======== Excerpt ========

2. (a) The management has conducted the physical verification of inventory at reasonable intervals.
(b) The discrepancies noticed on physical verification of inventory as compared to books records which has been properly dealt with in the books of account were not material.
3. The Company has not granted any loans, secured or unsecured to companies, firms, Limited Liability Partnerships or other parties covered in the Register maintained under section 189 of the Act. Accordingly, the provisions of clause 3(iii) (a) to (c) of the order are not applicable to the company and hence not commented upon.
4. In my opinion and according to the information and explanation given to us, the Company has complied with the provisions of Section 185 and 186 of the companies Act, 2013 in respect of loans, investments, guarantees and security.
5. The Company has not accepted any deposits from the public and hence the directives issued by the Reserve Bank of India and the provisions of Section 73 to 76 or any other relevant provisions of the Act and the Companies( Acceptance of Deposit) Rules, 2014 with regard to the deposits accepted from public are not applicable.
6. As informed to me, the maintenance of Cost Records has not been specified of Section 148 of the Act, in respect of the activities carried on by the Company.
7. (a) According to information and explanation given to me and on the basis of my examination of the books of account, and records the Company has been generally regular in depositing undisputed statutory dues including Provident Fund,
Employees State Insurance, Income-Tax, Sales tax, Service Tax, Duty of Customs, Duty of Excise, Value added Tax,
Cess and any other statutory dues with the appropriate authorities. According to the information and explanations given to me, no undisputed amounts payable in respect of the above were in arrears as at March 31, 2019 for a period of more than six months from the date on when they become payable.

======== Material provided ========

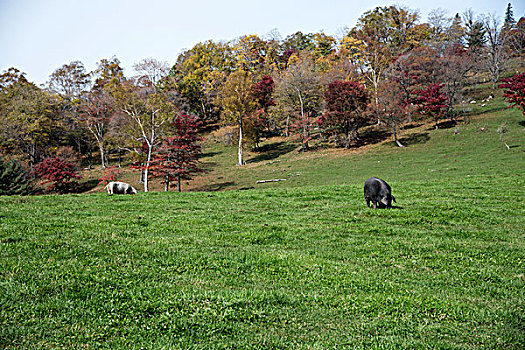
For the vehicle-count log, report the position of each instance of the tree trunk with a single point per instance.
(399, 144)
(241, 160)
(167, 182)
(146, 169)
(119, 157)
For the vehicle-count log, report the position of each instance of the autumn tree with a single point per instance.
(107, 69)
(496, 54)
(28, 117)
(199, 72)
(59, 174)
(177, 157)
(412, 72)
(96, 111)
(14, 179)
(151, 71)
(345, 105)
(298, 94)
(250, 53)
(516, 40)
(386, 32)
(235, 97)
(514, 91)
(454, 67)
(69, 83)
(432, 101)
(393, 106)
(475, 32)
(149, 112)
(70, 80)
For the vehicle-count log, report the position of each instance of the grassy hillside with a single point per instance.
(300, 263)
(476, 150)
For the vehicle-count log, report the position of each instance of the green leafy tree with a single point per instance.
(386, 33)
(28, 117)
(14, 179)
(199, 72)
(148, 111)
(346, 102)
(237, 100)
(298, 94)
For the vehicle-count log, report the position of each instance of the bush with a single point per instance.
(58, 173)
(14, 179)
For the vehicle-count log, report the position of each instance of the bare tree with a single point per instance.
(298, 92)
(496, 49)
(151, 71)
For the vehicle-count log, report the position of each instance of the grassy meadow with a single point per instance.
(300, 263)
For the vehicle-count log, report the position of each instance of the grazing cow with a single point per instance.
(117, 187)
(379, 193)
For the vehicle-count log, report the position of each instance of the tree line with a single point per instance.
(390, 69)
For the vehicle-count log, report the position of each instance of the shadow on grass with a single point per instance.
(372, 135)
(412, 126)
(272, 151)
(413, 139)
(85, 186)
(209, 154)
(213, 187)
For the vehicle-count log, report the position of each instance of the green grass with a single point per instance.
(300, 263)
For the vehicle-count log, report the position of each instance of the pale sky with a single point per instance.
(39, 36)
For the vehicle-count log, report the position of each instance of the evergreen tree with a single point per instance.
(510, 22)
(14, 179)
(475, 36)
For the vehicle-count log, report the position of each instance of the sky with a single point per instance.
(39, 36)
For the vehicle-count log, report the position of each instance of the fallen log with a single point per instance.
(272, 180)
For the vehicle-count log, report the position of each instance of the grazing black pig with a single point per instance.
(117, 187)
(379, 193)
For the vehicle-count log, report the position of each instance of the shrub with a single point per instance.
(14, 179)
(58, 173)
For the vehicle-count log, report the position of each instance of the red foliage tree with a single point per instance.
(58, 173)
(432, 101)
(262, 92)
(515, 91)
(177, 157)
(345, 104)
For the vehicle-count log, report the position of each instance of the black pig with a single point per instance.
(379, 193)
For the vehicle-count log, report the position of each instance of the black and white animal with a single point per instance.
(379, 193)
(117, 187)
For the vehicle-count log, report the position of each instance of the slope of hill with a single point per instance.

========

- Exercise objective
Please extend the auditor's report on the company's statutory compliance, starting after its final sentence.

- In response
(b) According to the information and explanation given to me, there are no dues of income tax, sales tax, service tax, duty of customs, duty of excise, value added tax outstanding on account of any dispute.
8. In my opinion and according to the information and explanations given to me, the Company has not defaulted in the repayment of dues to banks. The Company has not taken any loan either from financial institutions or from the government and has not issued any debentures.
9. Based upon the audit procedures performed and the information and explanations given by the management, the Company has not raised moneys by way of initial public offer or further public offer including debt instruments and term Loans. Accordingly, the provisions of clause 3 (ix) of the Order are not applicable to the Company and hence not commented upon.
10. Based upon the audit procedures performed and the information and explanations given by the management, I report that no fraud by the Company or on the Company by its officers or employees has been noticed or reported during the year.
11. Based upon the audit procedures performed and the information and explanations given by the management, the managerial remuneration has been paid or provided in accordance with the requisite approvals mandated by the provisions of Section 197 read with Schedule V to the Companies Act; 12. In my opinion, the Company is not a Nidhi company. Therefore, the provisions of Clause 3 (xii) of the Order are not applicable to the Company.
13. In my opinion, all transactions with the related parties are in compliance with Section 177 and 188 of Companies Act, 2013 and the details have been disclosed in the Financial Statements as required under Indian Accounting Standard (Ind AS) 24 Related Party Disclosures specified under Section 133 of the Act.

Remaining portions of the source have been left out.